[TASK GOAL]
The data needs to be returned in full, exactly as it reads.

[EXERCISE DATA]
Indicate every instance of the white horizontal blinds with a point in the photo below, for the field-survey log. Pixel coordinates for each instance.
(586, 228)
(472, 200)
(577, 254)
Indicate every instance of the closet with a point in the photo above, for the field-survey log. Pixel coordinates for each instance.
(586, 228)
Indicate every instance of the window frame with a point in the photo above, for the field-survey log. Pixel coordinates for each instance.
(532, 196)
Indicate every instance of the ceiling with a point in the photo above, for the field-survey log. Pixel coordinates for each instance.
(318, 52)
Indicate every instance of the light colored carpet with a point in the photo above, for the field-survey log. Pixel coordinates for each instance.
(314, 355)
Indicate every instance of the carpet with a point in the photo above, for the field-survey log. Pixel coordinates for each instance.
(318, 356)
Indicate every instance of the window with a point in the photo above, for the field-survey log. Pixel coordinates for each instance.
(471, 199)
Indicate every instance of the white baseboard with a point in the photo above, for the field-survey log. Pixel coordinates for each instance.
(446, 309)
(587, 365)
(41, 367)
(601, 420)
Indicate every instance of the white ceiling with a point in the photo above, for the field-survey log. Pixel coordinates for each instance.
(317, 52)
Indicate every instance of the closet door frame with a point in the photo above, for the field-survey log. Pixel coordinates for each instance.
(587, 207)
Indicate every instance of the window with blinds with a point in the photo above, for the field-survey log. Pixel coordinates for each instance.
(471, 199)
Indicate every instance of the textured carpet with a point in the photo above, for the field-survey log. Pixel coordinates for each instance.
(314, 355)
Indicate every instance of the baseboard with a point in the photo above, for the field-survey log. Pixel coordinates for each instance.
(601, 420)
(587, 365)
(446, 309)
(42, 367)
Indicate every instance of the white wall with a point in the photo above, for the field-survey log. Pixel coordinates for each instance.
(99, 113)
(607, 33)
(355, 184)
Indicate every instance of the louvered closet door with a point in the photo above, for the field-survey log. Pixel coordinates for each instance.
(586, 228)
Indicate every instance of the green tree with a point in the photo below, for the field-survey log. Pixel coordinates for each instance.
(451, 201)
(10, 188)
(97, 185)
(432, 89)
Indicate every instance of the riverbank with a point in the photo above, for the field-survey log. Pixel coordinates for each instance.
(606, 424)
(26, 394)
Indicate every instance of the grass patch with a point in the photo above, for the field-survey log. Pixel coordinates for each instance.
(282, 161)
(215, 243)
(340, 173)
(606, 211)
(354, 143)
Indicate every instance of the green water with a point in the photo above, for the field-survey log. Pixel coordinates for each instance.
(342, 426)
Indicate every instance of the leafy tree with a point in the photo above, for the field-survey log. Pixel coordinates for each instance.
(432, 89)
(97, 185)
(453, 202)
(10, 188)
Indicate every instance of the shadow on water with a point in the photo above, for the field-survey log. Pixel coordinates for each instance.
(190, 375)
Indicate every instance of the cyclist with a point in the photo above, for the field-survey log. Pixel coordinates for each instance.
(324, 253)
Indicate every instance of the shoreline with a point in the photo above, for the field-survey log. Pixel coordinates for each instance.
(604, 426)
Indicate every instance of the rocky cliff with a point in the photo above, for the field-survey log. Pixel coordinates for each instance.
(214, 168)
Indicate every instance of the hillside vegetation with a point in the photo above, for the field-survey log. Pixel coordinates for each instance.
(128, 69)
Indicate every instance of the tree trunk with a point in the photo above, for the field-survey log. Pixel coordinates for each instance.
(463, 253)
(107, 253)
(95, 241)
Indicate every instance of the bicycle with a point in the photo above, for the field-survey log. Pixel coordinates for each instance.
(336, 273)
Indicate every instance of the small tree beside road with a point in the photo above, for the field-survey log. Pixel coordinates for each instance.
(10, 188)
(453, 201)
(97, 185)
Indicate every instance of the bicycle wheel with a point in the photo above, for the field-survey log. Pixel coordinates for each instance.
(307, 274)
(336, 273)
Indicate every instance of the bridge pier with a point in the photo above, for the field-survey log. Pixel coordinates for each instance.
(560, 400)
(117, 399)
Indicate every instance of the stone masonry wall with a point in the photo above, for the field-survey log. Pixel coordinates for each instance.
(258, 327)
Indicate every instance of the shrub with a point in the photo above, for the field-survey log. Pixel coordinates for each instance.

[EXPECTED ANSWER]
Indicate every instance of the white horizontal blinds with a point in the photo below, for the field-survey log. Pixel coordinates for each instance.
(586, 228)
(472, 200)
(577, 254)
Indicate every instance of the closet with a point in the photo above, for the field-survey log. Pixel coordinates for each instance.
(586, 228)
Indicate every instance of the window frame with a point in the photo above, for the field-survey log. Pixel coordinates for each instance.
(532, 196)
Indicate every instance of the ceiling with a point in the photo above, for the field-survey log. Pixel coordinates for each instance.
(318, 52)
Indicate every instance of the light colored carpet with a point in the photo above, for the field-survey log. Pixel coordinates for each instance.
(314, 355)
Indicate every instance of the carpet with a point in the photo above, for the field-survey log. Pixel coordinates for each instance.
(318, 356)
Indicate every instance of the window with a point in the photo above, for the field-survey log. Pixel coordinates for each instance.
(471, 199)
Indicate every instance of the white baseboard with a point in the photo above, for the field-survey log. Pixel coordinates for each instance.
(446, 309)
(587, 365)
(41, 367)
(601, 420)
Indicate every instance of the white ceiling with a point in the photo above, for the field-survey log. Pixel coordinates for each instance.
(317, 52)
Indicate every instance of the closet door frame with a point in the photo above, for the field-survey log. Pixel coordinates for each instance.
(587, 207)
Indicate every instance of the window with blinds with a point in the photo above, for the field-survey log. Pixel coordinates for each instance.
(471, 199)
Indicate every instance of the textured carpet with a point in the photo above, for the field-survey log. Pixel coordinates for each instance.
(314, 355)
Indicate every instance of the baseboard with a point in the photo above, for the field-survey log. Pixel coordinates for each instance.
(601, 420)
(587, 365)
(446, 309)
(42, 367)
Indicate every instance of the white wall with a point in the photo above, for the field-survey log. Pixel coordinates for each instance.
(99, 113)
(607, 33)
(355, 184)
Indicate every instance of the louvered closet door with a point in the photo above, for the field-survey log. Pixel coordinates for each instance.
(586, 228)
Indicate every instance of the green tree with a point in the photo below, for the field-survey log. Pixel coordinates for each instance.
(451, 201)
(10, 188)
(97, 185)
(432, 89)
Indicate every instance of the riverbank with a point in the photo above, for the field-survey log. Pixel coordinates for each instance.
(606, 424)
(26, 394)
Indicate every instance of the grass patch with a point in the photo above, for the field-survey log. Pixel coordinates for each instance.
(282, 161)
(215, 243)
(340, 173)
(606, 211)
(354, 143)
Indicate every instance of the green water with a point in the photo above, for the field-survey log. Pixel coordinates for each instance.
(342, 426)
Indicate every instance of the leafy tree with a point in the photo above, for the field-survey log. Pixel coordinates for each instance.
(432, 89)
(97, 185)
(453, 202)
(10, 188)
Indicate every instance of the shadow on water with a point in the photo above, for the field-survey log. Pixel coordinates for each instance.
(190, 375)
Indicate every instance of the cyclist with a point in the photo above, for the field-survey log. Pixel coordinates for each instance.
(324, 253)
Indicate every instance of the shoreline with a point in the photo above, for the field-survey log. Pixel coordinates for each instance.
(604, 426)
Indicate every instance of the rocky cliff with a point in the photo above, for the field-survey log. Pixel coordinates for each instance.
(214, 168)
Indicate every instance of the hillside vegetation with a point in the photo above, for the field-survey log. Pixel coordinates for each instance.
(128, 69)
Indicate every instance of the tree trunk with a point in the photo above, for the field-survey log. Pixel coordinates for each instance.
(463, 253)
(107, 253)
(95, 241)
Indicate every instance of the bicycle with a point in the photo above, for the field-survey log. Pixel coordinates for each instance.
(336, 273)
Indicate every instance of the small tree beside road with a point in the photo above, for the field-survey log. Pixel coordinates for each instance.
(10, 188)
(453, 201)
(97, 185)
Indicate every instance of the bicycle wheel with a point in the photo above, for the field-survey log. Pixel coordinates for each instance.
(307, 274)
(336, 273)
Indicate every instance of the bridge pier with a point in the photo above, for the field-survey log. Pixel coordinates for each instance.
(560, 400)
(117, 399)
Indicate every instance of the stone masonry wall with a point in the photo above, for the field-survey log. Pixel coordinates for each instance.
(258, 327)
Indicate every instance of the shrub with a point in the photo above, for the field-survey log. Pixel coordinates for each instance.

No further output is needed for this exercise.